-- CHALLENGE --
Repeat verbatim the lines of the data below, beginning with the line containing "of the finger" and continuing to the end.

Extracted records:
◇ ◇ ◇ ◇ ◇ ◇ ◇
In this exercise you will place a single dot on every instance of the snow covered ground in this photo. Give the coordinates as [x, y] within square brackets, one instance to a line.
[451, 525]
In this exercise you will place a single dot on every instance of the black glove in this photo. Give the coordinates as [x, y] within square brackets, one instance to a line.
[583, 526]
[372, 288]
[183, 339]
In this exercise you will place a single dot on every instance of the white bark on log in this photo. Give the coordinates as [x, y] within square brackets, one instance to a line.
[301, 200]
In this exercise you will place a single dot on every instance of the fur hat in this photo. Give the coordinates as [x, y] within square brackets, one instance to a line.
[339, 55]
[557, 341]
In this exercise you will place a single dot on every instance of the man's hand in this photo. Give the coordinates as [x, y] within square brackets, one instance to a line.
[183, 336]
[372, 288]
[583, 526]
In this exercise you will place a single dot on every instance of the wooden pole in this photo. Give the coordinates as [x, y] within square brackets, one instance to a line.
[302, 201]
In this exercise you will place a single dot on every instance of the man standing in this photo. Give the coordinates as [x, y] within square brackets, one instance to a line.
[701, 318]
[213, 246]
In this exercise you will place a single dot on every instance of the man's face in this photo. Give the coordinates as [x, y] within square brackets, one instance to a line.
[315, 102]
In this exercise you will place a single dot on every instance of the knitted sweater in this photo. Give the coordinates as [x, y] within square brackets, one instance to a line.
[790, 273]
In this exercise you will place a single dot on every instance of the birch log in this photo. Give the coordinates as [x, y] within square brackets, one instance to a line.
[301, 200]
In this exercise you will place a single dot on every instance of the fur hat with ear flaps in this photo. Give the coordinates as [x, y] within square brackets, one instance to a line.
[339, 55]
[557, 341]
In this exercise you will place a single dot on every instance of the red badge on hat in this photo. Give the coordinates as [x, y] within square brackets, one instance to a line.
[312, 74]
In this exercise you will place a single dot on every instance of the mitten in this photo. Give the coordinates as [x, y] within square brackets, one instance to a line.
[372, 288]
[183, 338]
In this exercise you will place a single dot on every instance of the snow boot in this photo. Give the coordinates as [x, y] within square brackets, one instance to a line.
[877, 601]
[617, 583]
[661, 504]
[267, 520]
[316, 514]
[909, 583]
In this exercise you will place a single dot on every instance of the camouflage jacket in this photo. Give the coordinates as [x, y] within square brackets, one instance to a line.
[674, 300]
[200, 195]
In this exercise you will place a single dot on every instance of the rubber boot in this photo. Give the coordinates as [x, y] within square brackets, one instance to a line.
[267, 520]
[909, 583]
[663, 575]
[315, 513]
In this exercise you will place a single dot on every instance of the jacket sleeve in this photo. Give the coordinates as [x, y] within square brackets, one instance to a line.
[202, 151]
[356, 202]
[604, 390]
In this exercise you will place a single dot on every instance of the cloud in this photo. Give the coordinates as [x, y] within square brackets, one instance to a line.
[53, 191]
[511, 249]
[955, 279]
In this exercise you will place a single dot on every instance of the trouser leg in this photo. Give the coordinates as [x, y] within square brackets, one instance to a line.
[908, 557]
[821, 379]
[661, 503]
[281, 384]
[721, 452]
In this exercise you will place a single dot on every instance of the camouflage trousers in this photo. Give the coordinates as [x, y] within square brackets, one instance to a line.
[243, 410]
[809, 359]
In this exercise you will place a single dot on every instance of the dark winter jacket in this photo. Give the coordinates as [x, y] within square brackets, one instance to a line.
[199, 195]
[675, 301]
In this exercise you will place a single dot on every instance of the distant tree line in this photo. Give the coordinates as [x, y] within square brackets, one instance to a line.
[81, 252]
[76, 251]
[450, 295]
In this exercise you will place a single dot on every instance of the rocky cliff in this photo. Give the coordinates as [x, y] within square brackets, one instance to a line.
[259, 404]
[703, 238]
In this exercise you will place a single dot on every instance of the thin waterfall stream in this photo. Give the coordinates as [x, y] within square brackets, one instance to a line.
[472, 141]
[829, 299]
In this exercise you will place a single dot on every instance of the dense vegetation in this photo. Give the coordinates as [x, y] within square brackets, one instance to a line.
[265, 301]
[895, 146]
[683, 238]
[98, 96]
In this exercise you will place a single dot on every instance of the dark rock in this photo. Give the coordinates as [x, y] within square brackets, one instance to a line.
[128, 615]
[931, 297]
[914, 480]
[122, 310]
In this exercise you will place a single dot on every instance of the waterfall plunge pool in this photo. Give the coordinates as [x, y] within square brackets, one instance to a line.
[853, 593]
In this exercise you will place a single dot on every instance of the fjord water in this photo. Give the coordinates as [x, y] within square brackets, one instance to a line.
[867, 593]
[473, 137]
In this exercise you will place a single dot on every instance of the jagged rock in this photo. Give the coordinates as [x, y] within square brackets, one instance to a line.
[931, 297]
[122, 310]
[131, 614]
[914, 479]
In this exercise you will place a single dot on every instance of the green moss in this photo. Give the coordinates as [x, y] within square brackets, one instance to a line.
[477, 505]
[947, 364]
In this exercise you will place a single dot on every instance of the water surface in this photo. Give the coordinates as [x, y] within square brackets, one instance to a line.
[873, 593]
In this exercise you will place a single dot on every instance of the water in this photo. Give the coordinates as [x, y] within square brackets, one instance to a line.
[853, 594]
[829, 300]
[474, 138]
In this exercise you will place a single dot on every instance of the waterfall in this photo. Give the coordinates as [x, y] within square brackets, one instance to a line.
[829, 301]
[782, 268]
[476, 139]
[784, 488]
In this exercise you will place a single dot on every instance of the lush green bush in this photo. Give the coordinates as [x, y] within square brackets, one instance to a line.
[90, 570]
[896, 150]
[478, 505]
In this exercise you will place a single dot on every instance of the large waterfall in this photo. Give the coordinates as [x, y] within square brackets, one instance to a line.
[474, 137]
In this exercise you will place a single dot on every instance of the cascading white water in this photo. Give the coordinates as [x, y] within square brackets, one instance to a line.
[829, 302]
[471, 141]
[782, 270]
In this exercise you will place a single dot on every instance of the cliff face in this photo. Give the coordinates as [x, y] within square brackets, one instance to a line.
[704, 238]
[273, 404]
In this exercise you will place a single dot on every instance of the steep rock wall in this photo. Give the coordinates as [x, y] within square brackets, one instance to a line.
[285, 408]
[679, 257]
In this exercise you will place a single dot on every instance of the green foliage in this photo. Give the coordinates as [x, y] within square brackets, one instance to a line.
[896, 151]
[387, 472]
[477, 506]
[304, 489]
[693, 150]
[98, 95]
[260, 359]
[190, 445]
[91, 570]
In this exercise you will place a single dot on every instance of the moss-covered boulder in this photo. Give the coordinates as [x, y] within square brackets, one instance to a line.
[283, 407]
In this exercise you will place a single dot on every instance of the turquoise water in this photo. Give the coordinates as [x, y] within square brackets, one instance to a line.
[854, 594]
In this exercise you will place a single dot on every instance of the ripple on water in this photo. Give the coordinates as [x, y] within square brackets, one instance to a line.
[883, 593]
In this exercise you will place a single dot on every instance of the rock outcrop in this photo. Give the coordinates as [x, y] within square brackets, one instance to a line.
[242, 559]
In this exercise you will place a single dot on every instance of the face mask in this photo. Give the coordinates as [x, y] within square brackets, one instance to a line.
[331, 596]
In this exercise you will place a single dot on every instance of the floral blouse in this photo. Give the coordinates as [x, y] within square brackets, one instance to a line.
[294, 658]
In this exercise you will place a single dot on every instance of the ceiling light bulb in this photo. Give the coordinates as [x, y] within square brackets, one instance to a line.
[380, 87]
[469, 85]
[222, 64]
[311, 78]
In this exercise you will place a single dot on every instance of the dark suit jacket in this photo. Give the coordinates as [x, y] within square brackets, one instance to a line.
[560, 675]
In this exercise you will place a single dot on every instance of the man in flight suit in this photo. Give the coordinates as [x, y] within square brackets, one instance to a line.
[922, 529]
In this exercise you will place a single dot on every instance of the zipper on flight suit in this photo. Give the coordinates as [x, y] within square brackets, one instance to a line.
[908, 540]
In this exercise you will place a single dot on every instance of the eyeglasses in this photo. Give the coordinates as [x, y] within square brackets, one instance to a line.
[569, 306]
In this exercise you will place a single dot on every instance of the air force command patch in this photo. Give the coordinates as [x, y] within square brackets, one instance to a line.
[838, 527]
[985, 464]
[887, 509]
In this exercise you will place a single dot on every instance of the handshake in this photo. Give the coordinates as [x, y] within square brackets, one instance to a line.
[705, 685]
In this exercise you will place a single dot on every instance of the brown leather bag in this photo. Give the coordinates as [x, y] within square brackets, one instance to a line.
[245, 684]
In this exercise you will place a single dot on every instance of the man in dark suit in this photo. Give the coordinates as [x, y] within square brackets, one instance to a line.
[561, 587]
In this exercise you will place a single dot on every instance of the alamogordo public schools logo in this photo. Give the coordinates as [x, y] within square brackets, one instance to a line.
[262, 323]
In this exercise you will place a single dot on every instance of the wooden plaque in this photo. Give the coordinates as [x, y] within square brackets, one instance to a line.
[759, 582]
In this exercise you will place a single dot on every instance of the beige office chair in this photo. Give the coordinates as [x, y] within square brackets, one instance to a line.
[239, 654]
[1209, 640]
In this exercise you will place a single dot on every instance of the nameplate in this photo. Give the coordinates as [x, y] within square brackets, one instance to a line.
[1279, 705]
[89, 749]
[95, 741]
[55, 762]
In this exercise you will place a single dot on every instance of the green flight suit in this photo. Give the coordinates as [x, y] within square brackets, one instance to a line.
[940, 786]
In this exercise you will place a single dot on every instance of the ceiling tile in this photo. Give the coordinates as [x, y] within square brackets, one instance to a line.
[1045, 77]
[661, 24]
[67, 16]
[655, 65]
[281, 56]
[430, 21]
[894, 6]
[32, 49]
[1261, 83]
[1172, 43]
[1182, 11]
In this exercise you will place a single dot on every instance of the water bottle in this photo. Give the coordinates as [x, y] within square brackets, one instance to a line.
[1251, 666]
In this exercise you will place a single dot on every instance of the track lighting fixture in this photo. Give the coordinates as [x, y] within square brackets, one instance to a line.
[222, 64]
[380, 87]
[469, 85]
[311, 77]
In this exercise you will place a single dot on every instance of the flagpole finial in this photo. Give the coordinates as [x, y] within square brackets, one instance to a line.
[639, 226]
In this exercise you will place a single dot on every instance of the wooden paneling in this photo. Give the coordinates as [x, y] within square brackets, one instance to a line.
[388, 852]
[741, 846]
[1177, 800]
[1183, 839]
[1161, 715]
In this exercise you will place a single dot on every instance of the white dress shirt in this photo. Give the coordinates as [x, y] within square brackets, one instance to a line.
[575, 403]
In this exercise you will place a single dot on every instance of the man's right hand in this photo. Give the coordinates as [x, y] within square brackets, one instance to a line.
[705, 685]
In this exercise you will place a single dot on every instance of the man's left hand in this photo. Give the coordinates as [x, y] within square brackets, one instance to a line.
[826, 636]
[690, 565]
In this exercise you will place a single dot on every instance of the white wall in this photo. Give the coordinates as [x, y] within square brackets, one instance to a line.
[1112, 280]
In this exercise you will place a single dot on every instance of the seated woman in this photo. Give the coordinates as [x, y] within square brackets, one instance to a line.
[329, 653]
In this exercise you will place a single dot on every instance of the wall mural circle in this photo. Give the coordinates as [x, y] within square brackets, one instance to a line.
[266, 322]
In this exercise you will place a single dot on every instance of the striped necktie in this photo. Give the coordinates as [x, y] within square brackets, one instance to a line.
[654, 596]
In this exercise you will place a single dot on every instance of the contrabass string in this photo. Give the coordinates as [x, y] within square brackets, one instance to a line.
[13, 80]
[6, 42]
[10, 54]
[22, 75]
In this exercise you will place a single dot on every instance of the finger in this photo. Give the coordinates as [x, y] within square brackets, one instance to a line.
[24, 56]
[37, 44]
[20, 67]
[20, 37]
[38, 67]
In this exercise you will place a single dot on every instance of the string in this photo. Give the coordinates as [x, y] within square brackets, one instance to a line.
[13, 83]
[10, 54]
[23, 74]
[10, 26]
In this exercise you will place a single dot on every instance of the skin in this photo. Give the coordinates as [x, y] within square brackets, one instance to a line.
◇ ◇ ◇ ◇ ◇ ◇ ◇
-- EXPECTED ANSWER --
In this exercise you will place a single dot on every instance of the finger in this photo. Give the coordinates as [x, y] within square brackets, one instance to a line.
[24, 56]
[37, 44]
[20, 67]
[20, 37]
[38, 67]
In this exercise you will place a single dot on every instance of the string in this photo. Give the coordinates as [x, y] within square brackets, one instance to a line.
[13, 83]
[10, 54]
[23, 74]
[10, 26]
In this exercise you will place a single dot on every instance of the skin in this photo. Give the coordinates as [x, y] within square brackets, one instance to a line.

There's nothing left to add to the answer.